**What you need to do**
Please reproduce the entries word for word, from the first line up to and including the line that contains "x=108, y=101".

Object point labels:
---

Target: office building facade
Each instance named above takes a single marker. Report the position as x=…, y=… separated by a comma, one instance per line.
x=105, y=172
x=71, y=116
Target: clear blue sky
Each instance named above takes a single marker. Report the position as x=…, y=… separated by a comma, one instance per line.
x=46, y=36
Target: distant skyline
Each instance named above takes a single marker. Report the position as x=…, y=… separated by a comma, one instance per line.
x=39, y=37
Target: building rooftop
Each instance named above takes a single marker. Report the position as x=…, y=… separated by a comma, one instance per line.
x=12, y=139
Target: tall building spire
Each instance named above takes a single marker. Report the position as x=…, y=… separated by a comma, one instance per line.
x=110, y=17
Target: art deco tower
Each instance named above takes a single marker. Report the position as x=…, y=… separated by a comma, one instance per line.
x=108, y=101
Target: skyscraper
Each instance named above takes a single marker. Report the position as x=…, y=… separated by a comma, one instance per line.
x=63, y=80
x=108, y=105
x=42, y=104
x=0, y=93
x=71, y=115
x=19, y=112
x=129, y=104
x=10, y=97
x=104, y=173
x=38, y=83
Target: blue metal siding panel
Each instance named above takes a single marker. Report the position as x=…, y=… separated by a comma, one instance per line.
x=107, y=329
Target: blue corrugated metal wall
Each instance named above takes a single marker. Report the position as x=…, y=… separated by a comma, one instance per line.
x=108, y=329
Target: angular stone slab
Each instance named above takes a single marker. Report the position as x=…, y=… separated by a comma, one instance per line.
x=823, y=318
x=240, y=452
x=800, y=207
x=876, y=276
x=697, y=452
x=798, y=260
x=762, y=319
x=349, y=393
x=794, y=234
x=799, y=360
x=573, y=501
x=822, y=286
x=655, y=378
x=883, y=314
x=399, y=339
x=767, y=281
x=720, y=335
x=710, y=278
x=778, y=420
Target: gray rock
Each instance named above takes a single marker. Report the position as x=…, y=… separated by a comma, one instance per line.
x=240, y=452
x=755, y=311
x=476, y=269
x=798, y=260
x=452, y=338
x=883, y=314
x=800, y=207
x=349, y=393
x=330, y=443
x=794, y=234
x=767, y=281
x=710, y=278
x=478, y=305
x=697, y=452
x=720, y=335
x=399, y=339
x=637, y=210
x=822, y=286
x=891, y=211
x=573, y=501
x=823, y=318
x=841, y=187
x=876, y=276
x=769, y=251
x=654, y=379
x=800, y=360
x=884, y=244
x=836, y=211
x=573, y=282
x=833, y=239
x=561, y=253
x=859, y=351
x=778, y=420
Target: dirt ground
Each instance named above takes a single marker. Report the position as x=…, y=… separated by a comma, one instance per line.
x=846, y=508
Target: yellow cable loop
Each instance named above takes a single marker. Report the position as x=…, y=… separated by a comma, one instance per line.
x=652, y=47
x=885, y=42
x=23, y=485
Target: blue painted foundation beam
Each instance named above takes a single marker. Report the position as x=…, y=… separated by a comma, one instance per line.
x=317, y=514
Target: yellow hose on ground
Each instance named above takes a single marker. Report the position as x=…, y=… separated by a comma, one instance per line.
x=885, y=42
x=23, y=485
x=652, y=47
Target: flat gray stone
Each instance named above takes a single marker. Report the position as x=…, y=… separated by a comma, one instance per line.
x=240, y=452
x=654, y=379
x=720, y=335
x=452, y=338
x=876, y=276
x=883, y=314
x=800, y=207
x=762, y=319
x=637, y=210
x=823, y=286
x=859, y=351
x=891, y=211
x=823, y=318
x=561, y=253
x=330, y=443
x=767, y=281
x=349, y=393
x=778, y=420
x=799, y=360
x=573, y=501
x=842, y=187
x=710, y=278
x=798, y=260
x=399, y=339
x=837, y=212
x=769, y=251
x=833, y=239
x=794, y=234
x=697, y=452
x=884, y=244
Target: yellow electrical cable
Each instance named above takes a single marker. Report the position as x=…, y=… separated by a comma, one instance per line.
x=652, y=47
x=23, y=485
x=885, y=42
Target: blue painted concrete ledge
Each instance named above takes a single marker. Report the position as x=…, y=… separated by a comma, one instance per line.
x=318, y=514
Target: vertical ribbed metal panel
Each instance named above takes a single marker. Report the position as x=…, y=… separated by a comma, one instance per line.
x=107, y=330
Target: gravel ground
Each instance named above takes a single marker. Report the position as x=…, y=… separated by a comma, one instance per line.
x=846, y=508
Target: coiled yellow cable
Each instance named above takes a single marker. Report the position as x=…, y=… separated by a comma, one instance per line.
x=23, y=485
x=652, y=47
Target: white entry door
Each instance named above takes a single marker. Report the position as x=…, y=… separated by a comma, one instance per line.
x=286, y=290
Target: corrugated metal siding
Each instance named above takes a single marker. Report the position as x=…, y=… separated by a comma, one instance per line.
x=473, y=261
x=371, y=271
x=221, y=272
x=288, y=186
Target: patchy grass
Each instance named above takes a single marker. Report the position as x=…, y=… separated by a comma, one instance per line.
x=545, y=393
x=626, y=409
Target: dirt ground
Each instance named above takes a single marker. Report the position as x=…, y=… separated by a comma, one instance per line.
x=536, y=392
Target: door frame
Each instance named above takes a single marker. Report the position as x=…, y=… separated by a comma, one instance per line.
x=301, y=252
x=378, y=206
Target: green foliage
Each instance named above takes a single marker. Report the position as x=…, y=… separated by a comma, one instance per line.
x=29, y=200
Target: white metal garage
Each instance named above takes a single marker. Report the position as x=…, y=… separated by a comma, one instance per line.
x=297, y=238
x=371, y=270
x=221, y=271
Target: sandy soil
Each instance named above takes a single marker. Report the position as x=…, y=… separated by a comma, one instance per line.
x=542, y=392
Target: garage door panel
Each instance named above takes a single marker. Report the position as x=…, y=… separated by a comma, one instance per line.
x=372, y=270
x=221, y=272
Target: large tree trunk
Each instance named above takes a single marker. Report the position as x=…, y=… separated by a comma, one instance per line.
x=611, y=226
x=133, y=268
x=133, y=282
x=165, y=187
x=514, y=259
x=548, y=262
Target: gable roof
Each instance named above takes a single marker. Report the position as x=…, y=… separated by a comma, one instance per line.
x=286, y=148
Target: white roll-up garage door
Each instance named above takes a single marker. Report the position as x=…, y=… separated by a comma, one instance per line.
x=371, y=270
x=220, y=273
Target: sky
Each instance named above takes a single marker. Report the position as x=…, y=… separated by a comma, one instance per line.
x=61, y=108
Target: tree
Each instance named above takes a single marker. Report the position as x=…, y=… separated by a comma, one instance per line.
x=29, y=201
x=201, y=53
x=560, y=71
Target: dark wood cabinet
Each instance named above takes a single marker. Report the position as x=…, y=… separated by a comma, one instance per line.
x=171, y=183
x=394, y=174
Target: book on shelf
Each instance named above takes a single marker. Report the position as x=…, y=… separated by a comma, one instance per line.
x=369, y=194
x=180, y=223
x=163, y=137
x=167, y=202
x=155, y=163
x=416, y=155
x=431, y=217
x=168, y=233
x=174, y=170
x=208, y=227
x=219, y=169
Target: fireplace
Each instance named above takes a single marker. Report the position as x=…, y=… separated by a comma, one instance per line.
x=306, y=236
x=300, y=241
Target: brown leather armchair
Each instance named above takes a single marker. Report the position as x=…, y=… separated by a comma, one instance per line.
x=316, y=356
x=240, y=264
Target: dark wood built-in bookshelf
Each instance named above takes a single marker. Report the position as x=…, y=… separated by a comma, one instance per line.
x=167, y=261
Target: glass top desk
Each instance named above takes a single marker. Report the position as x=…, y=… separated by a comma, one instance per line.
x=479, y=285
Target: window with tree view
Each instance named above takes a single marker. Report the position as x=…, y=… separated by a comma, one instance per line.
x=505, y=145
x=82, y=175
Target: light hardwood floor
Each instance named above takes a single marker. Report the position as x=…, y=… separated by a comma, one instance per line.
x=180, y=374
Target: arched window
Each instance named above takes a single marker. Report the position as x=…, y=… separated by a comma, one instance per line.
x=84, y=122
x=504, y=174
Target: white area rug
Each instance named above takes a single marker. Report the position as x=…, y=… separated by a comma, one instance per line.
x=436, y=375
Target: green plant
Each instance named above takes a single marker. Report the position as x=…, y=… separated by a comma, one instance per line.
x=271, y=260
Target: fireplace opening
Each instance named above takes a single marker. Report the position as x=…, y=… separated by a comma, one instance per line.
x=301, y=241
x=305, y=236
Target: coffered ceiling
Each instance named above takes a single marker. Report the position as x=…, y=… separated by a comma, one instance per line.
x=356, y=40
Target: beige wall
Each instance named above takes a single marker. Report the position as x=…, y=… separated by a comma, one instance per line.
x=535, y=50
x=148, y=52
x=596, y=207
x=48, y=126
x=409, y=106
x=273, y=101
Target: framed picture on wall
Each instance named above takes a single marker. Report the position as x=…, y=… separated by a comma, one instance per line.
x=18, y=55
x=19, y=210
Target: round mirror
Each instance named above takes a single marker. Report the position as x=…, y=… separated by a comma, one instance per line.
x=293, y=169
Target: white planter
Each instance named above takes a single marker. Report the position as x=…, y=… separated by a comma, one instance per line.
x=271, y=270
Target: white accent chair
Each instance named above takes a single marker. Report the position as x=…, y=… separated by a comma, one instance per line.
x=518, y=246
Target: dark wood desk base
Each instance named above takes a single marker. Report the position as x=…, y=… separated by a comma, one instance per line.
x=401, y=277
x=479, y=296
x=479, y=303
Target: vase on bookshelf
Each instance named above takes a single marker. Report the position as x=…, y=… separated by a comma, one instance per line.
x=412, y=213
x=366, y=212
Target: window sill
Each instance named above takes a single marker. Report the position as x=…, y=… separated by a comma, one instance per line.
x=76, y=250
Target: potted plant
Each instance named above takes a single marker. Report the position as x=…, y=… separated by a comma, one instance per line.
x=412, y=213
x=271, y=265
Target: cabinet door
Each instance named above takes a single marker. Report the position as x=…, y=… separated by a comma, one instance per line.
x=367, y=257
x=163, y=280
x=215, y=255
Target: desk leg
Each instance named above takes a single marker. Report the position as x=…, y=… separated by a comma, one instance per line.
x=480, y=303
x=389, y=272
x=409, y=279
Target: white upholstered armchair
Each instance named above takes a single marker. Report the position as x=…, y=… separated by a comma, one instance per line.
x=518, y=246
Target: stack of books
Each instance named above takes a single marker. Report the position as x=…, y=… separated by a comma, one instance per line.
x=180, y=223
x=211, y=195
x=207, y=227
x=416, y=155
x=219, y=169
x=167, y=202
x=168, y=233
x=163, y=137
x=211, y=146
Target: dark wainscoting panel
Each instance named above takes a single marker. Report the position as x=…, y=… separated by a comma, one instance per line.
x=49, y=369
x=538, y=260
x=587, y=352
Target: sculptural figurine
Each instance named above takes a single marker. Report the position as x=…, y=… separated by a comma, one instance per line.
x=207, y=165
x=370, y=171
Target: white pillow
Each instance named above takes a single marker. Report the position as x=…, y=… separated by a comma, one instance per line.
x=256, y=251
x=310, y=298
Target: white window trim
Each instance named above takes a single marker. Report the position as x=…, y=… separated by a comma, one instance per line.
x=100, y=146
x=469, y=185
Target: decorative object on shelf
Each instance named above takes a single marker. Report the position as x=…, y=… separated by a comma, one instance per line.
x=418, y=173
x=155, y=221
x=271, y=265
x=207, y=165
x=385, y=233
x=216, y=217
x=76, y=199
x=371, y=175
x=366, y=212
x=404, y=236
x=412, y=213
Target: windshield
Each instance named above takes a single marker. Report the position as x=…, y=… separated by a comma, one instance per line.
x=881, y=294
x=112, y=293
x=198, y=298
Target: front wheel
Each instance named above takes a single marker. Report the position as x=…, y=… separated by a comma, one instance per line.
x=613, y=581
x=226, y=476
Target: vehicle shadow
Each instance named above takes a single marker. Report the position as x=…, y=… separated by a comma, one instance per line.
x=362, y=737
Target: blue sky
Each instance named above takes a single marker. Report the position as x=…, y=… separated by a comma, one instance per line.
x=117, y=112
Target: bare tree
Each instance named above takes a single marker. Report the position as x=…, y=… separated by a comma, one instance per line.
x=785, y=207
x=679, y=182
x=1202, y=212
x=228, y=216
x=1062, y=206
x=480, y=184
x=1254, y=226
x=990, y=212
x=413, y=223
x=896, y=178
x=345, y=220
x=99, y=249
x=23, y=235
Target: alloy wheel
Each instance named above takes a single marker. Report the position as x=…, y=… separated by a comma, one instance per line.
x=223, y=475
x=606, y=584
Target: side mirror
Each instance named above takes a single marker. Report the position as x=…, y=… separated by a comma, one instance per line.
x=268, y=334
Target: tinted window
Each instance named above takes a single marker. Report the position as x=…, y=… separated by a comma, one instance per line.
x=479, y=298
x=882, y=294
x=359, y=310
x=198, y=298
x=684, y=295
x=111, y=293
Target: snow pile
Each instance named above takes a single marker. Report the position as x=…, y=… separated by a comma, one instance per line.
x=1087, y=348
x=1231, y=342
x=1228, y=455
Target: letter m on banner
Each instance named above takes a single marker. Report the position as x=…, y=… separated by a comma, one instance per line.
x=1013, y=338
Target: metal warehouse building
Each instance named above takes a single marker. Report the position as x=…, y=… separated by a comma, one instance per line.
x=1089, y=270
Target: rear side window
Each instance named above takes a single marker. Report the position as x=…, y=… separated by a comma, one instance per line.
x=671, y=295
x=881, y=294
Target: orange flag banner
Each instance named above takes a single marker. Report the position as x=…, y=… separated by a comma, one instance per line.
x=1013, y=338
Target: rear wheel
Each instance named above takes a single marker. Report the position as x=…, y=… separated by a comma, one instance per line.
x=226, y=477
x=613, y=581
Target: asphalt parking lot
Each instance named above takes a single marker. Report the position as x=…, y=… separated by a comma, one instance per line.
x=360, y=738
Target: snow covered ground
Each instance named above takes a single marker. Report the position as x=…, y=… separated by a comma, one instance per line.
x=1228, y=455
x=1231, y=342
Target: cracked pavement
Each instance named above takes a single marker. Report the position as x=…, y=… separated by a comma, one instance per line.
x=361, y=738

---

**Task solution**
Target: office building facade
Each instance named above takes a single marker. Report the position as x=…, y=… separated by a comma, one instance per line.
x=105, y=172
x=71, y=116
Target: clear blue sky
Each instance named above takes a single marker. Report the position as x=…, y=… separated by a comma, one instance per line.
x=46, y=36
Target: distant skyline
Each instance named above takes a single marker. Report the position as x=…, y=… separated by a comma, one instance per line.
x=39, y=37
Target: building rooftop
Each instance named above takes a single marker. Report the position as x=…, y=… separated by a comma, one instance per line.
x=12, y=139
Target: tall building spire
Each instance named above takes a single marker. Report the position as x=…, y=… separated by a comma, one instance per line.
x=110, y=17
Target: art deco tower
Each instance named above takes a single marker. Report the position as x=…, y=… separated by a comma, one instance per line.
x=108, y=101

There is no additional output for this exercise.